** Begin Document segment **
Portugal's Tourism Surplus Hits Record 22 Billion Euros as BTL Travel Fair Approaches
Portugal's travel and tourism balance reached a historic 22 billion euros in 2025 — the highest figure since the Bank of Portugal began tracking the metric in 1948.
Portugal's travel and tourism balance reached a historic 22 billion euros in 2025 — the highest figure since the Bank of Portugal began tracking the metric in 1948. The data, released this week, confirms the sector's position as one of the country's most reliable economic engines, accounting for approximately 7.2 percent of GDP.
Total tourism revenues climbed to 7.2 billion euros last year, a 7.2 percent increase over 2024, with room revenues alone reaching 5.5 billion euros. The United Kingdom emerged as Portugal's top source market, overtaking the Netherlands, Germany, France, and Spain in terms of guest numbers and spending — a shift that reflects both the enduring appeal of the Algarve and Lisbon among British travellers and the pound's relative strength against the euro during much of 2025.
** End Document segment **
** Begin Dataset **
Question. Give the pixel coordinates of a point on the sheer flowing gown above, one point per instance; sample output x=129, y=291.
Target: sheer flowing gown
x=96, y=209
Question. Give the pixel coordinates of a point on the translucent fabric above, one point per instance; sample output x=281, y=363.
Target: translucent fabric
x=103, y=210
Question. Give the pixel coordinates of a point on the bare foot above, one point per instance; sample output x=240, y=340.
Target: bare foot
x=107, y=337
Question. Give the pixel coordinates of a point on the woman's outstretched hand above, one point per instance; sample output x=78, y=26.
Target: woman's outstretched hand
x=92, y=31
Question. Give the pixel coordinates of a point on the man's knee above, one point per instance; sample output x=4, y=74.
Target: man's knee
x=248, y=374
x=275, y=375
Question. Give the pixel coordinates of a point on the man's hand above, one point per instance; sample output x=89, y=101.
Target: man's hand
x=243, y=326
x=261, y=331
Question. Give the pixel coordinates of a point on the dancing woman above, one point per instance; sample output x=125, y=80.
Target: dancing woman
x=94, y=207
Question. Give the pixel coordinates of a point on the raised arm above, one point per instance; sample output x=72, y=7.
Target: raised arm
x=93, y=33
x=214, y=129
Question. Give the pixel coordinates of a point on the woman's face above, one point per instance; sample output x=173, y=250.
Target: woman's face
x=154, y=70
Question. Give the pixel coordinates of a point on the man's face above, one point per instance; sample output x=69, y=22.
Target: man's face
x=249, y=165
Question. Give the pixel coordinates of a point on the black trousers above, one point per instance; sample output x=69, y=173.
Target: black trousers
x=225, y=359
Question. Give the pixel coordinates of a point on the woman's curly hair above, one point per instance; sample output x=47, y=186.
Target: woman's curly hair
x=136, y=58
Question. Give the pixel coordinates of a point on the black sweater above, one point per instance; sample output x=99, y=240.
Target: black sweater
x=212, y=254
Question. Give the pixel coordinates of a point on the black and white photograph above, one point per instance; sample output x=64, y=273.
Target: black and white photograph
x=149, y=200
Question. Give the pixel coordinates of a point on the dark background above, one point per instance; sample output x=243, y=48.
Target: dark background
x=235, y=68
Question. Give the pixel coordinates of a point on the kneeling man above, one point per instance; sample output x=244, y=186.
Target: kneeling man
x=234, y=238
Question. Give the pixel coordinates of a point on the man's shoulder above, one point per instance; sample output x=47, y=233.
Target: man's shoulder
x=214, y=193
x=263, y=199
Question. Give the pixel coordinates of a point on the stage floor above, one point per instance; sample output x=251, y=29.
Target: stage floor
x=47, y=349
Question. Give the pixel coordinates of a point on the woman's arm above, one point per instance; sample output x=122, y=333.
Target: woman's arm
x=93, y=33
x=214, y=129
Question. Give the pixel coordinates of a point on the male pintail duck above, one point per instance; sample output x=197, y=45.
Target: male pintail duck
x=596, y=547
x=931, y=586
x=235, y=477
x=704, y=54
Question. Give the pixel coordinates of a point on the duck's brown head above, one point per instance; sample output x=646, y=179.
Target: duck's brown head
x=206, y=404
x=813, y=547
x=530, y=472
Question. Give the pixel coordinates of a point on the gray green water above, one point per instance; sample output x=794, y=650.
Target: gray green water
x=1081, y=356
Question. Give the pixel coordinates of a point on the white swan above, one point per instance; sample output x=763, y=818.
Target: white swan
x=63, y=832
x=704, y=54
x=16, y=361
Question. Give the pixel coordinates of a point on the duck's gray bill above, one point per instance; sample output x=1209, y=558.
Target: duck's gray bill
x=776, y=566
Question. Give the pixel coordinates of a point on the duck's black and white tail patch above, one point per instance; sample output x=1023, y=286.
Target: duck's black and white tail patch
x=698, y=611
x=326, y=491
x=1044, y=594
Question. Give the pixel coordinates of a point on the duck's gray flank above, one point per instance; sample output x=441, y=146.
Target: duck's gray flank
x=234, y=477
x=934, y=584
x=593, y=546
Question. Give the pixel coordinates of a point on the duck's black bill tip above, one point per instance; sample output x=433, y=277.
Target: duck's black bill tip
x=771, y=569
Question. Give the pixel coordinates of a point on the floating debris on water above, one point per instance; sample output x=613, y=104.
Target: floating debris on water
** End Dataset **
- **Problems and tasks**
A. In the article on Portugal's tourism surplus, which countries does the United Kingdom overtake as a source market?
B. Reproduce the stretch from "Total tourism revenues" through "much of 2025." in the article on Portugal's tourism surplus.
C. Take the article on Portugal's tourism surplus further, picking up after its final sentence.
The items are separate material and are not part of the article on Portugal's tourism surplus.

- **Answers for this exercise**
A. Netherlands, Germany, France, Spain

B.
Total tourism revenues climbed to 7.2 billion euros last year, a 7.2 percent increase over 2024, with room revenues alone reaching 5.5 billion euros. The United Kingdom emerged as Portugal's top source market, overtaking the Netherlands, Germany, France, and Spain in terms of guest numbers and spending — a shift that reflects both the enduring appeal of the Algarve and Lisbon among British travellers and the pound's relative strength against the euro during much of 2025.

C.
Riding the Wave Into BTL
The record figures arrive just days before the Better Tourism Lisbon Travel Market (BTL), Portugal's flagship tourism trade fair, which runs from 25 February to 1 March. The Azores autonomous region announced this week that it will participate with a renovated stand and what officials described as a "strong push" to promote the archipelago as a destination. The timing is deliberate: with international attention on Portugal's tourism numbers at an all-time high, regions beyond the traditional Lisbon-Porto-Algarve corridor are competing aggressively for their share of the growth.
The numbers are not without complexity, however. Portugal's tourism boom has been a double-edged sword for residents. The same market dynamics that fill hotel rooms and generate billions in revenue have also fuelled a housing affordability crisis in Lisbon, Porto, and the Algarve. Short-term rental platforms continue to convert residential stock into tourist accommodation, a pressure that the government has attempted to address through licensing restrictions and local housing quotas — measures whose effectiveness remains contested.
Storm Clouds on the Horizon
The record 2025 figures also provide an important baseline as the country assesses potential tourism disruption from the recent storms. Coastal infrastructure in parts of the Algarve and Centro regions sustained damage that could affect the upcoming summer season if repairs are not completed in time. The PTRR recovery plan approved by the Council of Ministers this week includes tourism infrastructure among its priority areas, though specific allocations have not yet been announced.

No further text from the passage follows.